Dataset records:
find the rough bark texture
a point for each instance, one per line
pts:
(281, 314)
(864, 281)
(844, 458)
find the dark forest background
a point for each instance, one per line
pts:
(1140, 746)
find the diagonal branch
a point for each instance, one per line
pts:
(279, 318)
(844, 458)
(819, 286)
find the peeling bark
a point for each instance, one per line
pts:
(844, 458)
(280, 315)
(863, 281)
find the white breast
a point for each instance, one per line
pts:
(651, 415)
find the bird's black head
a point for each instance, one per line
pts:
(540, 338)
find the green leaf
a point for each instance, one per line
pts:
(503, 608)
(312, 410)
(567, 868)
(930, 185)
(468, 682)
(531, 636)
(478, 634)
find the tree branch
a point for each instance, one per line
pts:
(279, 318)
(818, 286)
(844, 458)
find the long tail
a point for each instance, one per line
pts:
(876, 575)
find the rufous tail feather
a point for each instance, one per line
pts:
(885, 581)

Short problem: Extract every line above, unchanged and in the same order.

Written response:
find the rough bark texture
a point for each instance, one per line
pts:
(281, 314)
(864, 281)
(844, 458)
find the dark forest background
a point for each instance, one per line
pts:
(1140, 746)
find the diagonal branch
a point for each instance, one per line
pts:
(279, 318)
(844, 458)
(819, 286)
find the peeling bark
a point for each instance, one per line
pts:
(844, 458)
(280, 315)
(863, 281)
find the white breast
a point for each instance, one per line
pts:
(651, 415)
find the bird's black head
a point for each instance, one per line
pts:
(540, 338)
find the green leaf
a point for each instance, one per line
pts:
(503, 608)
(312, 410)
(567, 868)
(930, 185)
(468, 682)
(531, 636)
(478, 634)
find the tree branch
a point for each instance, one per line
pts:
(279, 318)
(818, 286)
(844, 458)
find the long tail
a point for each instance, one per line
pts:
(876, 575)
find the rufous tail feather
a point for each instance, one per line
pts:
(885, 581)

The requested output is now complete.